6

I'm obtaining the following series as an analytical solution to a problem using a differential time $dt$

$$h(t) = \lim_{n\rightarrow\infty}_{m\rightarrow-\infty}_{\Delta t\rightarrow 0}\sum_{i=m}^n f(t-i\ \Delta t)\ g(i\ \Delta t)\ \Delta t$$

$f(t)$ is a function defined completely in $\mathbb{R}$.

I'm deriving expressions from scratch, and got stuck at this step. Does this series seem familiar to you in any way? Is there a way to lose the limit and summation expressions? I'd appreciate small hints.

Some background: water resources

It is based on the method of constructing arbitrary hydrographs from unit hyetographs in water resources. Basically, you have a function $i(t)$ that defines the amount of rainfall over a basin, and $u(t)$ that defines the water discharge through an exit point. Note that both are functions of time. $u(t)$ is also a functional of $i(t)$. A unit hyetograph is a function of $t$ defined through: $$i_u(t) = \left\{ \begin{array}{l l} 0 & \quad t<0 \ \ {\rm or}\ \ t>\Delta t\\ 1 & \quad t>0\ \ {\rm and}\ \ t<\Delta t \end{array} \right. $$

The corresponding hydrograph is obtained empirically. Just suppose that there is a function $u_u(t)$ that corresponds to this unit hyetograph. Note that the only characteristic of $i_u(t)$ is $\Delta t$.

Now that we have defined a unit hyetograph $i_u(t)$, we want to construct $u(t)$ from arbitrary $i(t)$ by superposition, which explains why $u(t)$ is defined as a functional of $i(t)$ and $u_u(t)$.

Below is a visual example (Implemented in MATLAB):

An implementation of the series above in MATLAB

After Vincent Tjeng's answer, I've considered taking the convolution of both functions. I've used the conv function from MATLAB. The result can be seen in the following figure. I've taken $\Delta t=0.25$ to demonstrate how the series expression converges to the convolution:

Series versus the convolution

EDIT: Non-calculus example on the subject:

example

  1. The unit hyetograph and the corresponding unit hydrograph are given.
  2. An arbitrary hyetograph is given. To determine the corresponding hydrograph, the unit hydrograph is multiplied by 2, offset by $t_r$. This is equal to $u(t)=u_u(t)+2\ u_u(t-t_r)$. The series above is obtained in a similar way.
  3. The two steps are summed together.

============================================================

=== Request a ===
Find every line in the records that contains the word "block" and copy each of those lines.

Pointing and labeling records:
============================================================

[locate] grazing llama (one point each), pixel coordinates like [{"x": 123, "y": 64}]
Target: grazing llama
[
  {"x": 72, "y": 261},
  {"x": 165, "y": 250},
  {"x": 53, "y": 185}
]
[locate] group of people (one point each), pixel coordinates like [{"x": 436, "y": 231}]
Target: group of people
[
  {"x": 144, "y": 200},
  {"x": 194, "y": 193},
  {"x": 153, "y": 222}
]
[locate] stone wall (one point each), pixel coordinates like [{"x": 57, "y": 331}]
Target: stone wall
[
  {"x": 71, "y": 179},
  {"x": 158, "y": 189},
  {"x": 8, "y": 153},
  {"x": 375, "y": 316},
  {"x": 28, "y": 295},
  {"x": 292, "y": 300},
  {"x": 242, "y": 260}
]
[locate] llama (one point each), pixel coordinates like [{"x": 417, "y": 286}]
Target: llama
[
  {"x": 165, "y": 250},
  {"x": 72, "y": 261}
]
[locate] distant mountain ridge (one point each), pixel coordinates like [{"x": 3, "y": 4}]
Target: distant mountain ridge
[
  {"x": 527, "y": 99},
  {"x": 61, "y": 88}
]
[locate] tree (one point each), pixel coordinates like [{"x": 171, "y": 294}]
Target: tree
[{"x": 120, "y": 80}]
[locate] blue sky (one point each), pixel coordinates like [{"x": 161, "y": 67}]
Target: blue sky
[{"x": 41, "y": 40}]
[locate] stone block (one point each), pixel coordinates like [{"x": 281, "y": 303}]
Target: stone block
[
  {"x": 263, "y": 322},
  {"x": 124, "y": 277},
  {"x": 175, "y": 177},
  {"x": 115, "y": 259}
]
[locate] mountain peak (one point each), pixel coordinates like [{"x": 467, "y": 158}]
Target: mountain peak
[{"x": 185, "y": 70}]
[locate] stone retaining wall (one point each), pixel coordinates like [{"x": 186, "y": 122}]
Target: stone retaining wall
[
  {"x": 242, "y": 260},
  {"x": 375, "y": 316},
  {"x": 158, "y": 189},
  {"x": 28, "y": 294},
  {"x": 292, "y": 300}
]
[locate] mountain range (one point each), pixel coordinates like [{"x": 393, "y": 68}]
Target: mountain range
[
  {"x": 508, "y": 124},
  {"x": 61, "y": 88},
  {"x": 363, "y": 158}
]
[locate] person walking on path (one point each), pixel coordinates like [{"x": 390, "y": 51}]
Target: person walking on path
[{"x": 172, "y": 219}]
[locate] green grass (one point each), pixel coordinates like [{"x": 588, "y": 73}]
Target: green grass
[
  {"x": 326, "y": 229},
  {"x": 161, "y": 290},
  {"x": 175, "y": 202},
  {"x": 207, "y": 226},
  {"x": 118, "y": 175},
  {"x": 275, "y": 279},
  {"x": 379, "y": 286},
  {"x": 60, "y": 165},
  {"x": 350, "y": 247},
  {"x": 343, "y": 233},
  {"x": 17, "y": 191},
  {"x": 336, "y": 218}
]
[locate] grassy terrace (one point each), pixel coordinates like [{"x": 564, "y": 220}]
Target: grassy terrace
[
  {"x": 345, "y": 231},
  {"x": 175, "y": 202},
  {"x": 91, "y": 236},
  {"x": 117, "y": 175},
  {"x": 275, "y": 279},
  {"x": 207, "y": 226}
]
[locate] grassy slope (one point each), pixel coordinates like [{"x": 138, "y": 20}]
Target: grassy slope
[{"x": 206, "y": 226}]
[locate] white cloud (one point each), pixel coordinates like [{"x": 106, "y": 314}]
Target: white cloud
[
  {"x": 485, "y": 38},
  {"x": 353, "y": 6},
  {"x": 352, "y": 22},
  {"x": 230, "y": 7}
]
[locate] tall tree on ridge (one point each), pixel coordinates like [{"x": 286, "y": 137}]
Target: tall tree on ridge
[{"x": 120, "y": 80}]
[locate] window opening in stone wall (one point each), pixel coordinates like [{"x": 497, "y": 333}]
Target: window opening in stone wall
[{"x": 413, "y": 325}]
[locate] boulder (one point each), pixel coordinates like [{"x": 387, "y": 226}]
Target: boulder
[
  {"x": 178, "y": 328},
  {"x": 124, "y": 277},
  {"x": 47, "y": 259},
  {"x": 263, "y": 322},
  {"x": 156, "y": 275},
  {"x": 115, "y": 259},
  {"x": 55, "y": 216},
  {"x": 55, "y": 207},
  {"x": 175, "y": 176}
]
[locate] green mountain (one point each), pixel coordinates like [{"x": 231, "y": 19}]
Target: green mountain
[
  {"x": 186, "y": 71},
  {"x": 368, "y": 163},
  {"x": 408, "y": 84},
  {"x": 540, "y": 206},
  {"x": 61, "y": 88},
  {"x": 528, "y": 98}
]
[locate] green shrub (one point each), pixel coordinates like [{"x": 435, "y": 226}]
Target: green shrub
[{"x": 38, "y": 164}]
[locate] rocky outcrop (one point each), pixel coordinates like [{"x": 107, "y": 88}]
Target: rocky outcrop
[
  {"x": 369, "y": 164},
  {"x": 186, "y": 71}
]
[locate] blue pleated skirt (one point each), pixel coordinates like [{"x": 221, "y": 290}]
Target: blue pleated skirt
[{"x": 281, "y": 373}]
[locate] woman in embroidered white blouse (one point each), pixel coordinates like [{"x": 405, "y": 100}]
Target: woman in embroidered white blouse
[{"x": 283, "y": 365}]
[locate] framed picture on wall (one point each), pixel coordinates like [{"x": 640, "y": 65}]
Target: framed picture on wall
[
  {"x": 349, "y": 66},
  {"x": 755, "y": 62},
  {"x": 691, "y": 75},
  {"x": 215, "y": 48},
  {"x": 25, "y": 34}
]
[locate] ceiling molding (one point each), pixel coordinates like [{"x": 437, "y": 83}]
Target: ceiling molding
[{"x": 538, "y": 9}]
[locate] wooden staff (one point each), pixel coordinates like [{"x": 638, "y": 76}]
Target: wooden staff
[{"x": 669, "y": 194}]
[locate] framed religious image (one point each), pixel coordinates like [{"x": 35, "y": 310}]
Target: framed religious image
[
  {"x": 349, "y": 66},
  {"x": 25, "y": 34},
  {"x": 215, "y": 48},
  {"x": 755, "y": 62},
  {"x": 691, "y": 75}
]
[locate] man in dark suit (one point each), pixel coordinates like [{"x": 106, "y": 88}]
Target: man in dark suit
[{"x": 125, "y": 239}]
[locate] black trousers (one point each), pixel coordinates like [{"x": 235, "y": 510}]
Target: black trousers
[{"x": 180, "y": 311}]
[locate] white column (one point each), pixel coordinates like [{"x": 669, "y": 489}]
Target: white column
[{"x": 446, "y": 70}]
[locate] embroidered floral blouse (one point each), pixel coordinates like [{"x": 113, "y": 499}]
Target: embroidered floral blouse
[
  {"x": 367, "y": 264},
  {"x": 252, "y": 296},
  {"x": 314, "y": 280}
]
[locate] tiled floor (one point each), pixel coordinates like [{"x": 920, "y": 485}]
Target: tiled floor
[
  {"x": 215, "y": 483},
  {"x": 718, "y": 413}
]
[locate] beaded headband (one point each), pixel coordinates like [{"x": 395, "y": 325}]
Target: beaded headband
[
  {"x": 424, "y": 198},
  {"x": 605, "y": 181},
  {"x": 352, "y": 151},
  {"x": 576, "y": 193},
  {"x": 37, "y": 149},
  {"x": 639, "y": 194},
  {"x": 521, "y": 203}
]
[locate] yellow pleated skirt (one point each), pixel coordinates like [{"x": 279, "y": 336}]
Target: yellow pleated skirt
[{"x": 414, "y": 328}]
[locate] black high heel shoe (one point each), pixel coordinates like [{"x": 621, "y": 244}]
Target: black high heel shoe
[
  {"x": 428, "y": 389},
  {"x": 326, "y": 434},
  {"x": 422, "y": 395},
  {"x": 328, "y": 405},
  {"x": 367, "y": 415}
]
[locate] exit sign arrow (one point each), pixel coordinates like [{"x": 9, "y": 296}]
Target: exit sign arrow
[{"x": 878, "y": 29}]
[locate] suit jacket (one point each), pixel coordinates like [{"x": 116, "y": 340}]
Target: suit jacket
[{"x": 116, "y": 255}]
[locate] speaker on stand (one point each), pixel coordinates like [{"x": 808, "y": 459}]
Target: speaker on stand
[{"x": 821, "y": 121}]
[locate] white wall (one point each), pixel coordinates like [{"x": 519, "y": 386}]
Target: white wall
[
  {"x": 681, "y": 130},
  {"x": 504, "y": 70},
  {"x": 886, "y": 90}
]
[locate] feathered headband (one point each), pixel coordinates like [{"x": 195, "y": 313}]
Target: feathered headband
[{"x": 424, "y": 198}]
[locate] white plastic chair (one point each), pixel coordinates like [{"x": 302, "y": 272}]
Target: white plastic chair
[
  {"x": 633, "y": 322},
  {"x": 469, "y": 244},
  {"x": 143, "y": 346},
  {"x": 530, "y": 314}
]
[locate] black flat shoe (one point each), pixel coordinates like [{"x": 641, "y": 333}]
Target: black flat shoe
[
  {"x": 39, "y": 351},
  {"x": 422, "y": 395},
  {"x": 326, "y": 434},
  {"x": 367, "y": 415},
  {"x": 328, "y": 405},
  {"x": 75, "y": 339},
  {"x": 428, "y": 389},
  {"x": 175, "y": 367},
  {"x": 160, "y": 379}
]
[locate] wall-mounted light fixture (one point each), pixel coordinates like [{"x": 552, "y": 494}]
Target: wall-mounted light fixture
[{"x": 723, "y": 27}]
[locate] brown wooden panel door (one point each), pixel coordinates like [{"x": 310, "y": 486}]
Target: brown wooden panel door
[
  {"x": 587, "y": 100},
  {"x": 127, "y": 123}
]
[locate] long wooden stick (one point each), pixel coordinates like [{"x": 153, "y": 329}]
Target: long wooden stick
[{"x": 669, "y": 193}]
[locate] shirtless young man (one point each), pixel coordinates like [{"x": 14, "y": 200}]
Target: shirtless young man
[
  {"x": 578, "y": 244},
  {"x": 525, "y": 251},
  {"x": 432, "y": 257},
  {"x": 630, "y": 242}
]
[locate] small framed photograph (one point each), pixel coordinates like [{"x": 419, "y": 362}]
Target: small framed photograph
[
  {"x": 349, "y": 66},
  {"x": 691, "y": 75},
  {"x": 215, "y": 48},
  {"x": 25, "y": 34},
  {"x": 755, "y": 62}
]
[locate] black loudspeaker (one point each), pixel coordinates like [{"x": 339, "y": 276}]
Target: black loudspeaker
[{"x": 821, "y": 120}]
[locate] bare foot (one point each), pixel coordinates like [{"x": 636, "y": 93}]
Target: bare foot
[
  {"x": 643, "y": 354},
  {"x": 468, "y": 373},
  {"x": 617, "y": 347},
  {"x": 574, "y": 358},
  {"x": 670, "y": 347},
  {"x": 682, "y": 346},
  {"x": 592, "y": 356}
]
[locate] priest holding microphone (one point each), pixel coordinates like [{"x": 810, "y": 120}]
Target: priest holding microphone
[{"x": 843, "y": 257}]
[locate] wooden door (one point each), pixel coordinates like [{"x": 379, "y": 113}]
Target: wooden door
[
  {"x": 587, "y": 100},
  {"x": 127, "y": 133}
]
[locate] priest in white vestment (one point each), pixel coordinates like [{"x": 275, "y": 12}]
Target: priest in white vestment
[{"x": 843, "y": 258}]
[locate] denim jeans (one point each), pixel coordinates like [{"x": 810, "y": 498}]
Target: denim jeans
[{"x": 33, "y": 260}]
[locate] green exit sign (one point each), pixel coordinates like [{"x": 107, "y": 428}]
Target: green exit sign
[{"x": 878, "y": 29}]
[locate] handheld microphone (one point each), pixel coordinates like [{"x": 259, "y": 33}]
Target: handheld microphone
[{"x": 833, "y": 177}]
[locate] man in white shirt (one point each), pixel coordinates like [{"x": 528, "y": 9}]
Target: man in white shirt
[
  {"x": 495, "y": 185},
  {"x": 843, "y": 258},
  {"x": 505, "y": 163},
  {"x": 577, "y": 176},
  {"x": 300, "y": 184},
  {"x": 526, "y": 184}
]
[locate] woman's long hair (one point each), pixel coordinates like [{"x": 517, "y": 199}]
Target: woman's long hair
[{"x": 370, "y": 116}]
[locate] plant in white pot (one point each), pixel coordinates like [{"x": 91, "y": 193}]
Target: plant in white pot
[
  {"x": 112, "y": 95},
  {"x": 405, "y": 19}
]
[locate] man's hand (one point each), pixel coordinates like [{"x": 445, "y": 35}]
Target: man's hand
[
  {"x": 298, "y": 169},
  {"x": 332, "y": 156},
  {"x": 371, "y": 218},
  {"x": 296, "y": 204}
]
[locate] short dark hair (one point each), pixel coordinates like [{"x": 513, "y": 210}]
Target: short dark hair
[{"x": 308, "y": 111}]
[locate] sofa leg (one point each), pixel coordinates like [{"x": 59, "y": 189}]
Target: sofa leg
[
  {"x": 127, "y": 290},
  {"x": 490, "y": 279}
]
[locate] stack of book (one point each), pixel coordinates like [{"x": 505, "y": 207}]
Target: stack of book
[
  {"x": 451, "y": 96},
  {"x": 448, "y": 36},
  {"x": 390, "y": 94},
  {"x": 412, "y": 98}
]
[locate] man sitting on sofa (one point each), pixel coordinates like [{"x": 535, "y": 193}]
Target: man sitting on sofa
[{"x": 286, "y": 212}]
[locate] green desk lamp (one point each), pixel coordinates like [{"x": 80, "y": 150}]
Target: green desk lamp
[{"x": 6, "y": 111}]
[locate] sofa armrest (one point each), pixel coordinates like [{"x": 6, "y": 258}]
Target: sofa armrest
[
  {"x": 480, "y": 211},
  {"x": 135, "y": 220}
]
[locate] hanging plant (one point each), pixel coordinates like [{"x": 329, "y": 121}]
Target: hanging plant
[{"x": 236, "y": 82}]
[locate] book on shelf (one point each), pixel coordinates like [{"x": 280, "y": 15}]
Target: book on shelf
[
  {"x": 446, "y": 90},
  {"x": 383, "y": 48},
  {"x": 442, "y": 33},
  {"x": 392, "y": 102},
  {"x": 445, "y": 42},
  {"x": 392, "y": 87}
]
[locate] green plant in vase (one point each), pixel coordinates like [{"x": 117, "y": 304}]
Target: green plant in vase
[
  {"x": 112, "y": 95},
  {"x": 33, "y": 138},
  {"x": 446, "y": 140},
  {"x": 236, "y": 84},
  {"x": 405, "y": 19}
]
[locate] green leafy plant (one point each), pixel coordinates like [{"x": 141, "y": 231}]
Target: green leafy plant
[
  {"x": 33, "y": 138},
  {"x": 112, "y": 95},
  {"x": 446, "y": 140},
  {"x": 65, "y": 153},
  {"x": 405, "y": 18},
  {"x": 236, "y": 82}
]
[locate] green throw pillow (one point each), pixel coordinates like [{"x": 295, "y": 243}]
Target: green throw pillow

============================================================

=== Request b ===
Pick up the hydrograph series question from its last line and continue writing it.

=== Written reply a ===
[locate] stone block (one point each), pixel coordinates like [{"x": 281, "y": 303}]
Target: stone block

=== Written reply b ===
  4. The resulting hydrograph.

Some remarks: This example (which follows the convention used by all engineers), is defined over a discrete timestep $\Delta t = t_r$. However, I now realize that while I am trying to obtain a general mathematical solution, I am ending up with a system where the $t_r$ is differential. Furthermore, I now realize that the expression I derived above assumues $i_u$, the unit hydrograph to be equal to the Dirac Delta function, which is not the case in practice. Nevertheless, I find the following paragraph in Wikipedia:

An instantaneous unit hydrograph is a further refinement of the concept; for an IUH, the input rainfall is assumed to all take place at a discrete point in time (obviously, this isn't the case for actual rainstorms). Making this assumption can greatly simplify the analysis involved in constructing a unit hydrograph, and it is necessary for the creation of a geomorphologic instantaneous unit hydrograph.

It seems that I have successfully reinvented the wheel.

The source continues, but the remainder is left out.